* **DIRECTIONS FOR THIS TASK**:
Copy out every line in the entries below that contains the string "dark".

* **RECORDS SHOWN**:
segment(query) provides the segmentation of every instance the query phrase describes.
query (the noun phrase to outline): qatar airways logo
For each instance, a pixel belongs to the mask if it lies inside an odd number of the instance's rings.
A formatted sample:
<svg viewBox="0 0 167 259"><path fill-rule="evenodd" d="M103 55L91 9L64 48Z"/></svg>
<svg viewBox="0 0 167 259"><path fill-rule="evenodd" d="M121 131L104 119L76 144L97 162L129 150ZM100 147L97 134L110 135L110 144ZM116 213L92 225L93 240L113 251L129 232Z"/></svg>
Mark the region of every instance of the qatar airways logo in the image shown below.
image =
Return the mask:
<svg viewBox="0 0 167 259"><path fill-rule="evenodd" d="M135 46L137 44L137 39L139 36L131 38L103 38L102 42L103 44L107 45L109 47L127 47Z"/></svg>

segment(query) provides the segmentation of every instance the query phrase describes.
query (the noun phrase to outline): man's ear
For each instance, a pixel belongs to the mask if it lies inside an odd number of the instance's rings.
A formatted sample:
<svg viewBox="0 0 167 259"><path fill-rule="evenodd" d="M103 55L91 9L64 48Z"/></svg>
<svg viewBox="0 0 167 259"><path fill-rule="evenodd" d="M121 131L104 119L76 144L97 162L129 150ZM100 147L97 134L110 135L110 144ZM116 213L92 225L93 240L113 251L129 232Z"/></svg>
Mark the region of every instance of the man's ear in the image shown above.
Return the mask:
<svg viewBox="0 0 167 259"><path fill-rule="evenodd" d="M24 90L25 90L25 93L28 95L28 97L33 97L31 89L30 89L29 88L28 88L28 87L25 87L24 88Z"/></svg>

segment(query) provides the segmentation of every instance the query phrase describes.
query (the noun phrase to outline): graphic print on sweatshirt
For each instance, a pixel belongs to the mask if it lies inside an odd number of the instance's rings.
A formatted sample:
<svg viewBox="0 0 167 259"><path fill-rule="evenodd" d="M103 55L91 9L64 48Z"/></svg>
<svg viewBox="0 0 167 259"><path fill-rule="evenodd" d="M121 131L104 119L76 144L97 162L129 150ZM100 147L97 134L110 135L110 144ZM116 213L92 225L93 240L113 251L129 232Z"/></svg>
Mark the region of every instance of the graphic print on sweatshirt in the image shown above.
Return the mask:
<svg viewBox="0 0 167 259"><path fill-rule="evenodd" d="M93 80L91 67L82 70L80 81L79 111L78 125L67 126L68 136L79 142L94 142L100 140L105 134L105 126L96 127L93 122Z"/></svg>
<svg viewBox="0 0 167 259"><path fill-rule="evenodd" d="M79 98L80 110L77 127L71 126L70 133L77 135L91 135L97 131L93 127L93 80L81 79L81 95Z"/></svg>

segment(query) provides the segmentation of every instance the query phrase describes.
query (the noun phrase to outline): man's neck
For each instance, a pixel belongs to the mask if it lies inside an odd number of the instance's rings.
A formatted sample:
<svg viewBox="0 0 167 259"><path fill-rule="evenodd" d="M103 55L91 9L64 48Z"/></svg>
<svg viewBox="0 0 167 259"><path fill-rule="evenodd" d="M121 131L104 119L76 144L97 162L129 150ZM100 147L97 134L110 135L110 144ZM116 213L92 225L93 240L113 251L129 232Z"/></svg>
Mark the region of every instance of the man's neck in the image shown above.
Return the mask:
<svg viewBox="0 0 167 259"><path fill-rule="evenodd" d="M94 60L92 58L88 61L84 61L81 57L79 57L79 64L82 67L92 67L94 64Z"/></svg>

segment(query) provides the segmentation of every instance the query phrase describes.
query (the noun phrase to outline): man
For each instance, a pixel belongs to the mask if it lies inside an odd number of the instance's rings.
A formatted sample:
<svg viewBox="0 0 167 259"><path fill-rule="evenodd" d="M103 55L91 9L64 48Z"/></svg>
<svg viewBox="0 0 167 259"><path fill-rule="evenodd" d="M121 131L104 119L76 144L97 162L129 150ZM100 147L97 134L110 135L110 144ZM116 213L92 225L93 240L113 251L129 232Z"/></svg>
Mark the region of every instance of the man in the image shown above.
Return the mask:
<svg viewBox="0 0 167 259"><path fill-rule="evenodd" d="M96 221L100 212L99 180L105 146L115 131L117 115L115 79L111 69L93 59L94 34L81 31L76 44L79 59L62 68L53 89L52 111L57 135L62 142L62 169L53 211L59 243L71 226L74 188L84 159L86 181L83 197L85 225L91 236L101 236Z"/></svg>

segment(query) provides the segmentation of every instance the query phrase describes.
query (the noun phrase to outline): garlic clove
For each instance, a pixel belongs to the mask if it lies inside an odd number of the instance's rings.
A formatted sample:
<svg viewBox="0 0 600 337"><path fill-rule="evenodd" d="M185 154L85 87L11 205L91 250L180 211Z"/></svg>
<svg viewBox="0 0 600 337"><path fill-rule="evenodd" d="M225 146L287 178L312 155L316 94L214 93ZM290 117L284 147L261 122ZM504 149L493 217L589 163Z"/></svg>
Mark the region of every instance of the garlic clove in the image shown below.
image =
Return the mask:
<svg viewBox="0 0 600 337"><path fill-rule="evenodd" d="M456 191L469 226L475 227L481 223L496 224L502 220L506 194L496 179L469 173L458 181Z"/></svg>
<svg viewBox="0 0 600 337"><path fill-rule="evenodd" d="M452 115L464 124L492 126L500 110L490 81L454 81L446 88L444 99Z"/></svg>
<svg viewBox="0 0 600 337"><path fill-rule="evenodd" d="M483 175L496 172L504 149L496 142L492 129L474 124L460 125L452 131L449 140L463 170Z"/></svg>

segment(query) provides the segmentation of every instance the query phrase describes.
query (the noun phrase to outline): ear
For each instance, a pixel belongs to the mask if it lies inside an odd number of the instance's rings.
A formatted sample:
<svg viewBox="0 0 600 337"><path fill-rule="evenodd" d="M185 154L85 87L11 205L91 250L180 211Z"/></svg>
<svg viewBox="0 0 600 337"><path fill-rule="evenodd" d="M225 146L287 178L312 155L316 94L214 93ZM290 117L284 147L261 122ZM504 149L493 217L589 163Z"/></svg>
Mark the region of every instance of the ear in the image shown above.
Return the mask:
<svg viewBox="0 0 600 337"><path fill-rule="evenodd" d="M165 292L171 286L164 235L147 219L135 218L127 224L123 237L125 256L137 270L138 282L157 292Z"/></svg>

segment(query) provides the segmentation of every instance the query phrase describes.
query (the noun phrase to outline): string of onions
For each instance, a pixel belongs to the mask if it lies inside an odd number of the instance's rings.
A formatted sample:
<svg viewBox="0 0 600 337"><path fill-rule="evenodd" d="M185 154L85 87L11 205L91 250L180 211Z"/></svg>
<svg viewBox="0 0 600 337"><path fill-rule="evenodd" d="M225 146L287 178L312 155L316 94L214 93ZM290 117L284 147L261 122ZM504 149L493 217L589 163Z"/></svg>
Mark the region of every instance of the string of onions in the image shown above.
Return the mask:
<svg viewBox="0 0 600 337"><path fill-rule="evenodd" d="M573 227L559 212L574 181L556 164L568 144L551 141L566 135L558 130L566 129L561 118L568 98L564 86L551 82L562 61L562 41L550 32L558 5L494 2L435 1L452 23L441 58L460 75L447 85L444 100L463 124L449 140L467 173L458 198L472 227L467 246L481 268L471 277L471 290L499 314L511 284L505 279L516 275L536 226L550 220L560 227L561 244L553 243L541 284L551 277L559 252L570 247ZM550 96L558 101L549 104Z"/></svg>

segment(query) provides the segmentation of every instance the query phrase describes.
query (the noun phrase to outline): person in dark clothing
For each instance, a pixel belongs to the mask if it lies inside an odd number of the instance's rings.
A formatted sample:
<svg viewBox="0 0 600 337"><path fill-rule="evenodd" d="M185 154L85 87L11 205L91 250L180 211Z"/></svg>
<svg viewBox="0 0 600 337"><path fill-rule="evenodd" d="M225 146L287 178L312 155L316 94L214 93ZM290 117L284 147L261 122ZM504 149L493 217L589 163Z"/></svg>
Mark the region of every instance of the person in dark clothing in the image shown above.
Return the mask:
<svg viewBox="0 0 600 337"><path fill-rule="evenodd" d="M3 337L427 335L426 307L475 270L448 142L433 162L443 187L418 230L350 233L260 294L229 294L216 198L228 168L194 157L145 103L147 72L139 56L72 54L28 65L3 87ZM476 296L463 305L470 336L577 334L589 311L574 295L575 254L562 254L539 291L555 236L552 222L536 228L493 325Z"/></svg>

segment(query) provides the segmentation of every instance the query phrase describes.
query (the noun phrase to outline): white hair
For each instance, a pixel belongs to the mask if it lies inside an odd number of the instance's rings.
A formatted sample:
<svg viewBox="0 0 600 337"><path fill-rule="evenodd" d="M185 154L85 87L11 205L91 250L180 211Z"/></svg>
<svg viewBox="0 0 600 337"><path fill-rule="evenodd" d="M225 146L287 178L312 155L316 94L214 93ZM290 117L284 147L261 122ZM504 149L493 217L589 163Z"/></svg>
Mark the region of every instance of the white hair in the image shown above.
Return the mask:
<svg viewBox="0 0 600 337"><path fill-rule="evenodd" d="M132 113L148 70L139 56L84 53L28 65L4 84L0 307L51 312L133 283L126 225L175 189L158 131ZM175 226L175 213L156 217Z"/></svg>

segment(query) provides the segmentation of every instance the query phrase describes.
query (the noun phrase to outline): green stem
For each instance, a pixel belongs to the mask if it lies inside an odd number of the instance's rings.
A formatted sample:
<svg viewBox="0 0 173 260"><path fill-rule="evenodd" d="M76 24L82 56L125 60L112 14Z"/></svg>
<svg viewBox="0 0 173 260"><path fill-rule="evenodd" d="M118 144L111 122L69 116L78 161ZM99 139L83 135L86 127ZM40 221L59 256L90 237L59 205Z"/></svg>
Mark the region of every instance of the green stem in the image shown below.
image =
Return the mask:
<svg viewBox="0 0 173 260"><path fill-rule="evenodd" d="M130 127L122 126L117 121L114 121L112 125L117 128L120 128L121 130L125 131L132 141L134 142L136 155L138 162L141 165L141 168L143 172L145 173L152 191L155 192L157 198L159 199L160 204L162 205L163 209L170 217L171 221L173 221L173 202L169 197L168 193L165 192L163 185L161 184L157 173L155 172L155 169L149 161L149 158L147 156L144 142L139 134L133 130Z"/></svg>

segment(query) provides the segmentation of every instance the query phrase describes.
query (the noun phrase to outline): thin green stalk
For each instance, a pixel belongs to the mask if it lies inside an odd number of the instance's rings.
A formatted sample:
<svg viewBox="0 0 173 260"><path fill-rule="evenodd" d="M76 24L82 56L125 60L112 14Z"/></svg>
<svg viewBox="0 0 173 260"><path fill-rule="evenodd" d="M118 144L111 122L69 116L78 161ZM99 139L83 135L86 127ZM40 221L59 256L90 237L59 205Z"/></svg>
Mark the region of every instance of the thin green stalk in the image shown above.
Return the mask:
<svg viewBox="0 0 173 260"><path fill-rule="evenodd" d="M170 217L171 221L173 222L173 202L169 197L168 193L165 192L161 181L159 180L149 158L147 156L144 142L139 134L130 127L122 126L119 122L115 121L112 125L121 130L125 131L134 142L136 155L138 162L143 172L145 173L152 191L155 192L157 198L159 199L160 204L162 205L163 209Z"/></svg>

* **EXPECTED ANSWER**:
query (the noun phrase to outline): person in dark clothing
Mark the region of every instance of the person in dark clothing in the image shown above.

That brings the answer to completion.